The deaths of Heather Miller and Kate Slattery highlighted the obvious: San Francisco is not on track to Vision Zero, a commitment to eliminating all traffic deaths by 2024.
That was echoed by Supervisors Jane Kim and Scott Wiener, as well as advocates from the public who spoke at Thursday afternoon's meeting of the SF County Transportation Authority's Vision Zero Sub-Committee.
"While I’ve been impressed with the progress the city has been making with temporary work we really need to see movement with long term projects such as protected bike lanes," said Kim. "I bike regularly and pass by where Slattery and Amelie Le Moullac died. As we encourage more people to walk, bike and take public transport we have to assure our residents it is safe to do so through design and enforcement."
Scott Wiener expressed similar thoughts. "I attended the vigil for Ms. Slattery at Seventh and Howard; I don’t want to attend more vigils," he said. "I don’t want them to happen. They are all 100 percent preventable. This does not have to be how our city is."
Some 40 safe-streets advocates came to demand SFMTA work harder and faster to make SF streets safe. Among them was Elisabeth Snider, who came with her three small children. She takes her kids on her cargo bike through Golden Gate Park. Miller's death left Snider terrified. "If my kids are old enough to get hit by a car," she said, "they're old enough to go to a public meeting."
Nicole Ferrara, Executive Director of Walk SF, also spoke to the committee. She talked about how 29 people were killed on San Francisco streets, while either walking or biking, last year. "Each one was preventable and should never have happened. That’s why we came to adopt Vision Zero," she said. "But we're here at 25 percent of the way to our ten-year goal, and we haven’t reduced any of the deaths or injuries. It’s really depressing."
She called on SFMTA and the supervisors to get real infrastructure installed--the kind that will physically protect cyclists and pedestrians. "I‘m not talking about painting a couple of bulb outs," she said. "I mean we have to really transform our corridors."
She also stressed the need for Automatic Speed Enforcement cameras, something echoed by Kim. The biggest challenge, however, is that state law bans their use. "They can reduce collisions by 50 percent," said Tom Maguire, director, SFMTA Sustainable Street Division, citing their effectiveness in New York and Portland. "We need a change in state law."
Kim agreed and even suggested that San Francisco should install them and force a showdown with Sacramento. "I’m getting tired of waiting. At some point you have to stand up and say we’re going to do this because it’s the right thing to do."

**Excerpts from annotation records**

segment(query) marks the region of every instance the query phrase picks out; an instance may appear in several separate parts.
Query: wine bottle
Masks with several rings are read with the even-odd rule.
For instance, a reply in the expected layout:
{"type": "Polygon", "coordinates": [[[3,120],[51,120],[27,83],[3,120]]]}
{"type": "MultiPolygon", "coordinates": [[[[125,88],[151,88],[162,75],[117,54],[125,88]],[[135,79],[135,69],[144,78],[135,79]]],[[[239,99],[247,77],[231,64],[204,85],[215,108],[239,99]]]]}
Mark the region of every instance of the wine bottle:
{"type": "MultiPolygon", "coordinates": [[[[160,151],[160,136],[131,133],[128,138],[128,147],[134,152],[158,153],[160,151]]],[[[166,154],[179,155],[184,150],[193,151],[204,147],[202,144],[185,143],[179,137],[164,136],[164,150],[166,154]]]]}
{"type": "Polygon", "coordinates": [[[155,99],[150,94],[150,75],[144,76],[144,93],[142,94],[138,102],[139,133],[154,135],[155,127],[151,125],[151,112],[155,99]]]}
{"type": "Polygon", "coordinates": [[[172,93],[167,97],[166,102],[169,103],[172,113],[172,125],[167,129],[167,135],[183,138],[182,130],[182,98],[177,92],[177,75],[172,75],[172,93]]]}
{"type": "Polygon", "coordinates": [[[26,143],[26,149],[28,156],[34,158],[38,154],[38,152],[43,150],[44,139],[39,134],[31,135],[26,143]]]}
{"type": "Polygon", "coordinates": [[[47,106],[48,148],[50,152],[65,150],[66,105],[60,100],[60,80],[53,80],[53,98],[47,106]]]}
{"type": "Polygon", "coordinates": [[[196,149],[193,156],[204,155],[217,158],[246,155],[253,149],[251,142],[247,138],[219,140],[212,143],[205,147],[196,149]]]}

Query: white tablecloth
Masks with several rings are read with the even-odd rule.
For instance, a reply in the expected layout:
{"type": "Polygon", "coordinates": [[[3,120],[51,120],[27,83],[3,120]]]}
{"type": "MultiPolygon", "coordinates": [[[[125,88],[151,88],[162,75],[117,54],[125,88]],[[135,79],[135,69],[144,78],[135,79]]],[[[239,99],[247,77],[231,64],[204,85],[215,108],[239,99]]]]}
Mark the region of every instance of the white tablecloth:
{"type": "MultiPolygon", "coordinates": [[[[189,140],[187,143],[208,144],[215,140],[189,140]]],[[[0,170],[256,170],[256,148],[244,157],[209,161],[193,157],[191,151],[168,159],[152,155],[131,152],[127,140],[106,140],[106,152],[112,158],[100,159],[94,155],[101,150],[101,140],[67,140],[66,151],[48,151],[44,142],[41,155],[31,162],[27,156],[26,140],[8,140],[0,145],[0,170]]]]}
--
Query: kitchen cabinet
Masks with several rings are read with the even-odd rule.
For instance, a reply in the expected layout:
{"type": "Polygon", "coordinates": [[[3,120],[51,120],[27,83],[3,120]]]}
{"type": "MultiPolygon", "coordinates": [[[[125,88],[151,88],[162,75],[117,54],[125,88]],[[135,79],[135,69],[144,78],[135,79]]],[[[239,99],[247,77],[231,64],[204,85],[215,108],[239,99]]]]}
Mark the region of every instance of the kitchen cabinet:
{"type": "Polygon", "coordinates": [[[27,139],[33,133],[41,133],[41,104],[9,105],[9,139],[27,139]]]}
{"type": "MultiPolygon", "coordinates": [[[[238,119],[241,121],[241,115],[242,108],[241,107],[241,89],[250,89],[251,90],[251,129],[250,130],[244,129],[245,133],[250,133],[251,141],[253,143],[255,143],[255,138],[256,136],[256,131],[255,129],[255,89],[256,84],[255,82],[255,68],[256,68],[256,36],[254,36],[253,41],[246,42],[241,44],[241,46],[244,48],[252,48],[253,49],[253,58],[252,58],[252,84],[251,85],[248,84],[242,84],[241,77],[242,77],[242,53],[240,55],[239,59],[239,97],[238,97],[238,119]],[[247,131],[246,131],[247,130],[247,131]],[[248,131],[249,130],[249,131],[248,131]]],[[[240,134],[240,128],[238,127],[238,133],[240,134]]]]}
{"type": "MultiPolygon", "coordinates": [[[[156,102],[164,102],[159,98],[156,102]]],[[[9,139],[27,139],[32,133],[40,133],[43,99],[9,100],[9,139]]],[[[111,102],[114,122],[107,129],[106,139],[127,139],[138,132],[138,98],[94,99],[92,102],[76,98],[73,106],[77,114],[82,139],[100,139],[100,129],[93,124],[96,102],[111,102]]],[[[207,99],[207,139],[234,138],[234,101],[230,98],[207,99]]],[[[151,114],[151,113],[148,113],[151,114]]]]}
--
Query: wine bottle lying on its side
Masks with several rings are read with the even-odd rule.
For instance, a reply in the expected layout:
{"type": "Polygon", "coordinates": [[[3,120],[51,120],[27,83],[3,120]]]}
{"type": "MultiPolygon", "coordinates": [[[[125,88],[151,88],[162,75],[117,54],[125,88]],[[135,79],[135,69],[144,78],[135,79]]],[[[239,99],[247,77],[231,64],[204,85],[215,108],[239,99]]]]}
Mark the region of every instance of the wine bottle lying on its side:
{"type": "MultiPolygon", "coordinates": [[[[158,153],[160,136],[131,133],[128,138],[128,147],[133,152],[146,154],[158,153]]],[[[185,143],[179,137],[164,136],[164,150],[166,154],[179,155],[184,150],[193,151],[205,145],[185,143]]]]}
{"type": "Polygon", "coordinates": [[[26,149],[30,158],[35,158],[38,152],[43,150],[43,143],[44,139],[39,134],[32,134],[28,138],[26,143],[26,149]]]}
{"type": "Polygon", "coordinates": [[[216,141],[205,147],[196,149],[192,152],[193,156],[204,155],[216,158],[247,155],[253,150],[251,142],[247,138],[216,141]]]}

**Task description**
Answer these questions from the article on Vision Zero in San Francisco:
1. At which intersection did Scott Wiener attend the vigil for Ms. Slattery?
2. According to Nicole Ferrara, how many people were killed on San Francisco streets while walking or biking last year?
3. By what percentage did Tom Maguire say Automatic Speed Enforcement cameras can reduce collisions?

**Solution for this task**
1. Seventh and Howard
2. 29
3. 50 percent